Referring expression data:

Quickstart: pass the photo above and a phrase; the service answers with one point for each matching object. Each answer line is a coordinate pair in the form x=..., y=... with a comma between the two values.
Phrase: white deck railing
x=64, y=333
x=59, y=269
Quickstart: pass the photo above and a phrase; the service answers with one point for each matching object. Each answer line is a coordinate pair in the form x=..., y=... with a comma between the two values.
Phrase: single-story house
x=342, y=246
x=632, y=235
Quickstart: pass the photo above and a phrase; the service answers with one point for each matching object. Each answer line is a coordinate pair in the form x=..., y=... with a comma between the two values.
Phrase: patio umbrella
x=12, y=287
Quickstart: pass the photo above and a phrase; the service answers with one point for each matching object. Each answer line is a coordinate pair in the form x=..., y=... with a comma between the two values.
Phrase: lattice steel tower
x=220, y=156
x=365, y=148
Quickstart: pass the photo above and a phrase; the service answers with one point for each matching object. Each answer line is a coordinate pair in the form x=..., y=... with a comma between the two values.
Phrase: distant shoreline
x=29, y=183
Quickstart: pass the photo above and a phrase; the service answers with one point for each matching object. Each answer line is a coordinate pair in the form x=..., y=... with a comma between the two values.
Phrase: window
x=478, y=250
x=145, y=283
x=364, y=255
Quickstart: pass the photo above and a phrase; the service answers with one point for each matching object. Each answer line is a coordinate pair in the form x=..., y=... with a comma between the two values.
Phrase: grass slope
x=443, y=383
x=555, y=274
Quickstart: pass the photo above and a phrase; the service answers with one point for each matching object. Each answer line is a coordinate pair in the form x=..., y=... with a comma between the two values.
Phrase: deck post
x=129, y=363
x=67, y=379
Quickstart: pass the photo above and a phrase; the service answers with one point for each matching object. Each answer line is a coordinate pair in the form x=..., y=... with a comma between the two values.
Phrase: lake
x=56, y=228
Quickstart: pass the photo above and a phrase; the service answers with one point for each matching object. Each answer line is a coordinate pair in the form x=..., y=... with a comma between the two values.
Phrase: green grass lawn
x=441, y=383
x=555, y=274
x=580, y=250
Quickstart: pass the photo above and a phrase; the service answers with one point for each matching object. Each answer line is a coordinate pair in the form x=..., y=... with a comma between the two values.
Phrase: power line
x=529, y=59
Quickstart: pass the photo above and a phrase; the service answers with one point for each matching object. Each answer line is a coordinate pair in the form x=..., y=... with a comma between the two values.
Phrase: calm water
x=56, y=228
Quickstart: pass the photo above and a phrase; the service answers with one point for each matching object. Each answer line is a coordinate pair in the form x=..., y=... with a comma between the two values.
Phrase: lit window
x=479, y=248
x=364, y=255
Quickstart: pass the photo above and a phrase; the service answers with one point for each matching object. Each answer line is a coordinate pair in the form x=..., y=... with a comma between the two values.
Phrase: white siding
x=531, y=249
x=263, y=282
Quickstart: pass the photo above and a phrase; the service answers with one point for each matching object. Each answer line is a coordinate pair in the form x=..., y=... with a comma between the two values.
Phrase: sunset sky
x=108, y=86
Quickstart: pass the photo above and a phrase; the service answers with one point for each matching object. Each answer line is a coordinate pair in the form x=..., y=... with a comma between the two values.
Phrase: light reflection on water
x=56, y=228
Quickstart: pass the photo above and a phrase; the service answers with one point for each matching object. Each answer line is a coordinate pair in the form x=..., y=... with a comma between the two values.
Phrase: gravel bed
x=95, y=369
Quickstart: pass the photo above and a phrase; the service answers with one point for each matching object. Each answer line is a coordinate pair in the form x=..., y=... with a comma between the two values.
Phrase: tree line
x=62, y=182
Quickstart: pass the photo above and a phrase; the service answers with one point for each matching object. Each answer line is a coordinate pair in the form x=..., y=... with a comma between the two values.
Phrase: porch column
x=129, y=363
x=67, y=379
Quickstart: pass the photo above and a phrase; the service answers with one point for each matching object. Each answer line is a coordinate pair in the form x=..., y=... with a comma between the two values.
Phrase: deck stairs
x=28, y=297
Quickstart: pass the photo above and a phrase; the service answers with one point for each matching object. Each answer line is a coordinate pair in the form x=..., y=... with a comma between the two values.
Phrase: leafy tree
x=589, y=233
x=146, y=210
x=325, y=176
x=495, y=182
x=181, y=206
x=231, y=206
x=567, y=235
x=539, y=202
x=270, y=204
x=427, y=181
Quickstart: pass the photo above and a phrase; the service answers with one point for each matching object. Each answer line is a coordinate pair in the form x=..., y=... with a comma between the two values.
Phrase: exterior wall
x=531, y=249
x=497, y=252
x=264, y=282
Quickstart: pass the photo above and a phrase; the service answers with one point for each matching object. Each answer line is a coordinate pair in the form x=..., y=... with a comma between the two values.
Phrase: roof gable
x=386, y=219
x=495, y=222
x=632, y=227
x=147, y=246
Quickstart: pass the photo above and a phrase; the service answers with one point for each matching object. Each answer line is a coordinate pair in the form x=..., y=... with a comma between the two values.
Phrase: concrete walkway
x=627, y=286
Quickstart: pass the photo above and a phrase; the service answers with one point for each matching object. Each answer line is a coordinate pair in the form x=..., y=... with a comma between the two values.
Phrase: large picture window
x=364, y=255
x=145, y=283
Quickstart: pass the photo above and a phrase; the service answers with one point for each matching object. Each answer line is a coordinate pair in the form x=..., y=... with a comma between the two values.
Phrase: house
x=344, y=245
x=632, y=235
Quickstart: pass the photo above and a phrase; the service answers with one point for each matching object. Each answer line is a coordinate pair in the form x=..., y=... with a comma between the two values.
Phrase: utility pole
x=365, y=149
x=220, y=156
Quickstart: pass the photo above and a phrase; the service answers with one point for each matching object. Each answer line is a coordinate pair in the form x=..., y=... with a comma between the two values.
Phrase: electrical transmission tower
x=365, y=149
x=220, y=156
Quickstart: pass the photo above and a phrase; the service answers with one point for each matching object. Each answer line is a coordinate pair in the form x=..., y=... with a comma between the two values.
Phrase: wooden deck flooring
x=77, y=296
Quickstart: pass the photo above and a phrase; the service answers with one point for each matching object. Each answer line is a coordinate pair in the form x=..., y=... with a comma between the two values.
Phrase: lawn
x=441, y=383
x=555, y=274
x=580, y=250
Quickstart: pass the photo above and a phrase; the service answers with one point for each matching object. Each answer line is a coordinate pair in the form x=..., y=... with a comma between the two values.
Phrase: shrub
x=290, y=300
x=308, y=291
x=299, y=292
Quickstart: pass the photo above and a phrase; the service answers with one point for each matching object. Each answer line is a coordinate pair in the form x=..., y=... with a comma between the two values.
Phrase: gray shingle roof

- **Assigned task**: Please set down each entry again, word for word.

- **The answer**:
Quickstart: pass the photo above and a phrase; the service answers with one point for each matching object. Each answer line is a coordinate pair in the form x=..., y=... with a comma between the two values.
Phrase: white deck railing
x=64, y=333
x=59, y=269
Quickstart: pass the photo above and a phrase; the service answers with one point for each matching object. Each answer line is a coordinate pair in the form x=..., y=... with a comma between the two values.
Phrase: single-story house
x=342, y=246
x=632, y=235
Quickstart: pass the photo above and a phrase; the service answers with one point for each matching object. Each answer line is a coordinate pair in the form x=..., y=... with a comma between the two values.
Phrase: patio umbrella
x=12, y=287
Quickstart: pass the photo above and a phrase; the service answers with one point for each matching object. Each answer line is a coordinate pair in the form x=..., y=... with a comma between the two values.
Phrase: lattice steel tower
x=220, y=156
x=365, y=148
Quickstart: pass the photo above and a phrase; the service answers with one point for each matching object. Each answer line is a coordinate pair in the form x=..., y=... with a comma between the two values.
Phrase: distant shoreline
x=29, y=183
Quickstart: pass the photo above and a phrase; the service answers with one point for each matching object. Each answer line is a coordinate pair in the form x=..., y=... with a comma between the two values.
Phrase: window
x=478, y=250
x=145, y=283
x=364, y=255
Quickstart: pass the photo above and a phrase; the service answers with one point for each matching object. Each answer line is a coordinate pair in the form x=..., y=... with a comma between the two values.
Phrase: grass slope
x=443, y=383
x=555, y=274
Quickstart: pass the photo above and a phrase; the service answers with one point for each matching object. Each answer line is a coordinate pair in the form x=..., y=... with a comma between the two values.
Phrase: deck post
x=129, y=363
x=67, y=379
Quickstart: pass the photo above and a phrase; the service answers with one point for each matching object. Each answer line is a coordinate pair in the form x=..., y=... with a comma between the two values.
Phrase: lake
x=56, y=228
Quickstart: pass the photo above and a phrase; the service answers with one point for each matching object. Each answer line is a coordinate pair in the form x=..., y=... with a comma between the two values.
Phrase: green grass lawn
x=441, y=383
x=555, y=274
x=580, y=250
Quickstart: pass the photo above and a phrase; the service answers with one point for each matching object. Each answer line is a coordinate pair in the form x=..., y=... with a comma between the two values.
Phrase: power line
x=529, y=59
Quickstart: pass the photo above and a phrase; the service answers with one point for each matching object. Each answer line is a coordinate pair in the form x=..., y=... with a comma between the two values.
Phrase: calm water
x=56, y=228
Quickstart: pass the photo above and a phrase; the service answers with one point for each matching object. Each answer line is a coordinate pair in the form x=..., y=... with a comma between the two values.
Phrase: lit window
x=479, y=248
x=364, y=255
Quickstart: pass the photo above and a phrase; the service answers with one point for each matching object. Each answer line is a coordinate pair in the form x=..., y=... with a comma between the two values.
Phrase: white siding
x=531, y=249
x=263, y=282
Quickstart: pass the photo above and a phrase; the service answers with one point for each matching object. Each answer line is a coordinate pair in the form x=..., y=... with a comma between the two values.
Phrase: sunset sky
x=108, y=86
Quickstart: pass the photo above and a phrase; the service answers with one point for each matching object. Each answer line is a coordinate pair in the form x=..., y=... with a comma between the two values.
Phrase: light reflection on water
x=56, y=228
Quickstart: pass the photo above and a phrase; the service answers with one point for each matching object. Each answer line is a coordinate pair in the form x=..., y=... with a comma between the two values.
Phrase: gravel bed
x=95, y=369
Quickstart: pass the photo above and a phrase; the service answers with one point for each matching object. Each answer line is a coordinate pair in the form x=..., y=... with a comma between the two values.
Phrase: tree line
x=62, y=182
Quickstart: pass the photo above and a phrase; the service answers with one point for each matching object. Each answer line is a coordinate pair in the form x=..., y=... with a comma between the two values.
Phrase: porch column
x=129, y=363
x=67, y=379
Quickstart: pass the photo above and a phrase; the service answers with one point for each matching object. Each answer line is a coordinate pair in the form x=..., y=... with a comma between the two values.
Phrase: deck stairs
x=28, y=297
Quickstart: pass the photo above and a phrase; the service answers with one point for each matching object. Each answer line is a coordinate pair in the form x=..., y=... with a comma between the two values.
Phrase: leafy tree
x=589, y=233
x=146, y=210
x=325, y=176
x=495, y=182
x=181, y=206
x=231, y=206
x=567, y=235
x=539, y=202
x=270, y=204
x=427, y=181
Quickstart: pass the photo above and a phrase; the service answers with one point for each matching object. Each answer line is a coordinate pair in the form x=..., y=... with a comma between the two values.
Phrase: exterior wall
x=531, y=249
x=497, y=252
x=264, y=282
Quickstart: pass the photo above and a phrase; the service answers with one point for each matching object. Each answer line is a coordinate pair in the form x=..., y=... with a comma between the two values.
Phrase: roof gable
x=386, y=219
x=495, y=222
x=632, y=227
x=147, y=246
Quickstart: pass the photo above and a phrase; the service answers with one point for each matching object. Each answer line is a coordinate pair in the form x=..., y=... with a comma between the two values.
Phrase: concrete walkway
x=627, y=286
Quickstart: pass the photo above and a phrase; the service answers with one point for each matching object. Each answer line is a coordinate pair in the form x=..., y=... with a comma between the two values.
Phrase: large picture window
x=364, y=255
x=145, y=283
Quickstart: pass the photo above and a phrase; the service answers with one point for each matching object. Each answer line is a coordinate pair in the form x=..., y=... with a comma between the two values.
Phrase: house
x=344, y=245
x=632, y=235
Quickstart: pass the photo above and a phrase; the service answers with one point for each matching object. Each answer line is a coordinate pair in the form x=..., y=... with a comma between the two values.
Phrase: utility pole
x=365, y=149
x=220, y=156
Quickstart: pass the photo above and a phrase; the service answers with one point for each matching object. Each answer line is a coordinate pair in the form x=..., y=... with a comma between the two values.
Phrase: electrical transmission tower
x=365, y=149
x=220, y=156
Quickstart: pass the photo above and a phrase; the service answers with one point for each matching object. Each answer line is a coordinate pair in the form x=..., y=... with a comma between the two values.
Phrase: wooden deck flooring
x=77, y=296
Quickstart: pass the photo above and a phrase; the service answers with one point for each matching object. Each answer line is a coordinate pair in the form x=..., y=... with a comma between the two values.
Phrase: lawn
x=441, y=383
x=555, y=274
x=580, y=250
Quickstart: pass the photo above and a phrase; the service answers with one point for each matching object. Each answer line is a coordinate pair in the form x=..., y=... with a comma between the two values.
Phrase: shrub
x=290, y=300
x=308, y=291
x=299, y=292
Quickstart: pass the photo above and a phrase; the service answers with one point for each matching object. Each answer line is a coordinate pair in the form x=..., y=... with a comma between the two values.
Phrase: gray shingle roof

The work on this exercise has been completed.